#### [Work to complete]
A - In the text on starting college with ADHD, list every tool it suggests for keeping track of time, schedules, or assignments.
B - Write the next part of the text on starting college with ADHD, picking up after its final sentence.

Supplied text section start

Starting college is one of many big transitions in education and life skills for our kids with ADHD. Your student might have a strong start with high school successes. Now is the time to plan for thriving in a new environment. Begin by talking through these strategies for students starting or continuing their education.
Be prepared for classes with trusted tools and a time management plan.
Unlike high school with lots of structure, starting college creates demands on executive function with time management, routines, and distractions. Know what you will use as a planner and how you will set up your time by attending class, setting up a time to study, and knowing when you have time to go out. At first, this is hard because you are not sure how much time your out-of-class assignments will take. Handle this by setting up study time in a variety of locations to get accustomed to the routines of studying and the demands of classwork. Set up your class schedule so that your daily routine is similar every day.
Capture information and prioritize your time. Record everything in your planner and use a task list if you need to be sure of all your assignments. Add a chart with your schedule in writing or program reminders on your smartphone. Prioritize important activities so that you earn the grades you want.

Supplied text section end
Data excerpts section start

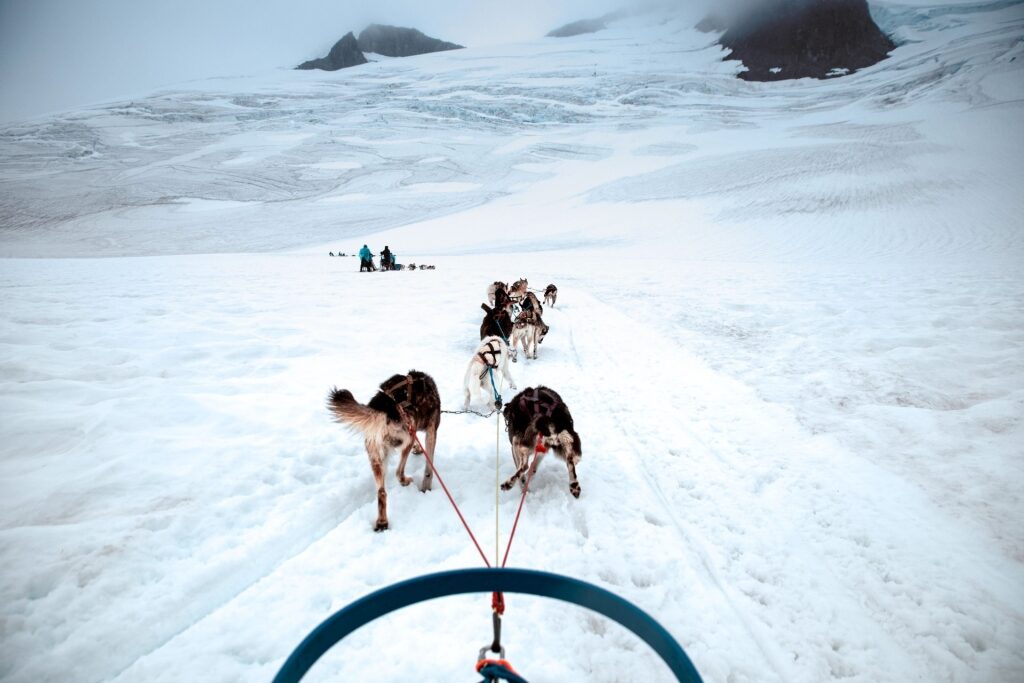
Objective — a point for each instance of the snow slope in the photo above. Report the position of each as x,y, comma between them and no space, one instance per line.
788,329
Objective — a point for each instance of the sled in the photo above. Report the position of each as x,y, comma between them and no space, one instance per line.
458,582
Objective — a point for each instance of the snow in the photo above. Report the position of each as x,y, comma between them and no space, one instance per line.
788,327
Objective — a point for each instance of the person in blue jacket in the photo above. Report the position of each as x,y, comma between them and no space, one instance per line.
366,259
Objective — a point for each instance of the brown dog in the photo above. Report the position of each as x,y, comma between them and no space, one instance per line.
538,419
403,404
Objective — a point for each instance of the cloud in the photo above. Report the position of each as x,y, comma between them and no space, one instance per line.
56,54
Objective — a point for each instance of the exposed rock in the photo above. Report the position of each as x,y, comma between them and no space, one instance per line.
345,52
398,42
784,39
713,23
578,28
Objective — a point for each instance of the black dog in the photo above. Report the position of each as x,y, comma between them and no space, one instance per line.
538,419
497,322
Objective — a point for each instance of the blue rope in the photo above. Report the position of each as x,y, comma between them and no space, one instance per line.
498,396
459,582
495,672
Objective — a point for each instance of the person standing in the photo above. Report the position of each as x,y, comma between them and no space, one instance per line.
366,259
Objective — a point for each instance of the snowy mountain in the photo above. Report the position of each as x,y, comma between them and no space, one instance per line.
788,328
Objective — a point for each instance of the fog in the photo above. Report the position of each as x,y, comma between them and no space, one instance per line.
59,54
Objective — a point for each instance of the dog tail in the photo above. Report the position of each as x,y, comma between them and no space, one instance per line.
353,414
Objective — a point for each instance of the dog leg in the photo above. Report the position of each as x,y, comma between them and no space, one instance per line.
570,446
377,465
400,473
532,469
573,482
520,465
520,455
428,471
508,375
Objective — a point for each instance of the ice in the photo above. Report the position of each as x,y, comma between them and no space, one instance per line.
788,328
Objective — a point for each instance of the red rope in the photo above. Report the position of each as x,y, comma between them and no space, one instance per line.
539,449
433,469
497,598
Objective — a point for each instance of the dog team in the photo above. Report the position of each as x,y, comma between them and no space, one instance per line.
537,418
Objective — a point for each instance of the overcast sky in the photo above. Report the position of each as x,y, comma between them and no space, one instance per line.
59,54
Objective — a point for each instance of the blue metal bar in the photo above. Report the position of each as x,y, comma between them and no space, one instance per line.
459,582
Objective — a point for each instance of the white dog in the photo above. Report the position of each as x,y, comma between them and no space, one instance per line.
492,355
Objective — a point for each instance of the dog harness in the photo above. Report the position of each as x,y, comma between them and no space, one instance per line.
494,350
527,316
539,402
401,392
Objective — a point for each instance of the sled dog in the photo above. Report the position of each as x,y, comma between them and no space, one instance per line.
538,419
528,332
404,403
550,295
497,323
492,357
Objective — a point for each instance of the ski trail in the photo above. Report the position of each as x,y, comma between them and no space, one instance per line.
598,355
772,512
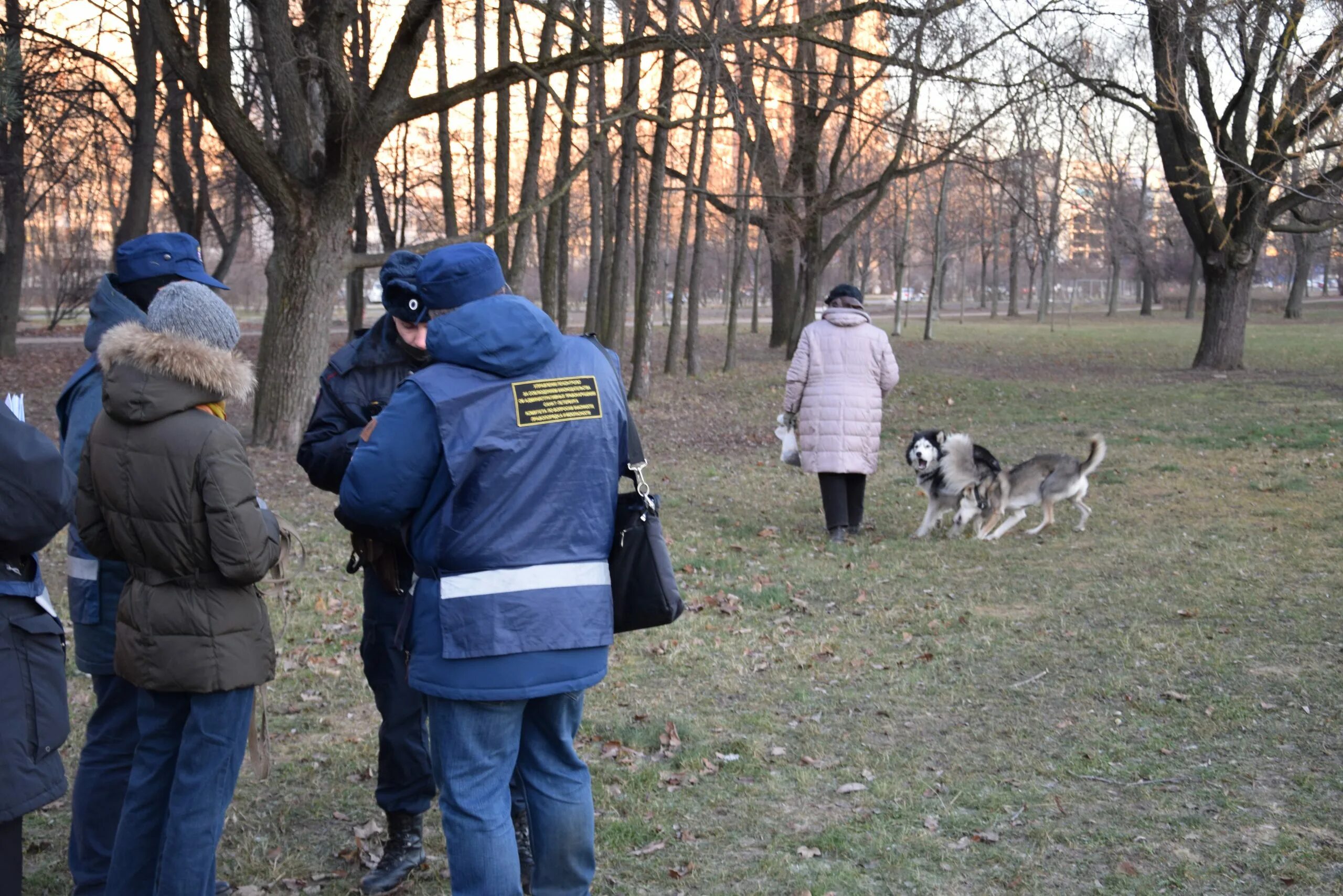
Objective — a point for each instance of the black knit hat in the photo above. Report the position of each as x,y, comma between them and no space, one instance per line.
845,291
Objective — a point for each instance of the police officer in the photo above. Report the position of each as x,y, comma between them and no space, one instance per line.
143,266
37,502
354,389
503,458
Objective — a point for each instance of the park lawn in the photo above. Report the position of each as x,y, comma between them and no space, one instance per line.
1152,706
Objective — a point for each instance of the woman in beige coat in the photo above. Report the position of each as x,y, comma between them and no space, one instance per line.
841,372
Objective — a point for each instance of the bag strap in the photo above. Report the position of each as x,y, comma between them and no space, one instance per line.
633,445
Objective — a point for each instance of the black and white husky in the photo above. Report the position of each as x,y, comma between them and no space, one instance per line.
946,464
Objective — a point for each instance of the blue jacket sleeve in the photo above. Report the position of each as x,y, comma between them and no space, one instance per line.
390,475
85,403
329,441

Data excerpts section end

#### [Your written answers]
A -
- A planner
- A task list
- A chart with your schedule in writing
- Reminders programmed on your smartphone

B -
Build a support system
Transition to college is starting over with support. Creating a support system for when things get rough is your best first step on campus. Find the right support on campus at the disabilities office and check out the academic success office. Both are easy ways to find strong support academically immediately. For health, check out the on-campus health clinic. Your medication can be sent locally to the pharmacy in your new town. You can hire a coach or talk with a campus counselor when you feel overwhelmed.
Set up automated reminders for routines and reminders
Automation is a wonderful way to be sure stuff gets done. Reminder apps are helpful for making new routines and supporting existing routines. This will help you remember your medication, when to get to class and when to start your new school work routine. Set up automated refills for your medication through your pharmacy.
Organize your stuff
College dorm rooms are tiny, shared spaces. A lot of order and just a little stuff makes it easy to organize. If you have too much, bring some stuff home during breaks. Be sure your valuables, including your medicine, are safely stored, and organized. Most of your schoolwork will be digital so stay organized online with digital folders. Store what you use frequently with easy access and portability. Work with an ADHD coach or ask an organized friend for help.
There are more responsibilities as you are on your own and become independent. That is laundry, meals, and finances to learn about and master. You are practicing these from the start as you incorporate these responsibilities into each week at college. If you find that you are without funds, falling behind in laundry, or generally lacking self-care, it’s time to think about the process. An ADHD coach can help you set a schedule for these life learning skills.
Learning about finances takes time. In the beginning, it is about keeping within a budget, which is likely new. Try setting a weekly budget for specific types of spending to track what you are spending. Write a list of what these are and track them. You can start tracking your spending with Mint or Every Dollar.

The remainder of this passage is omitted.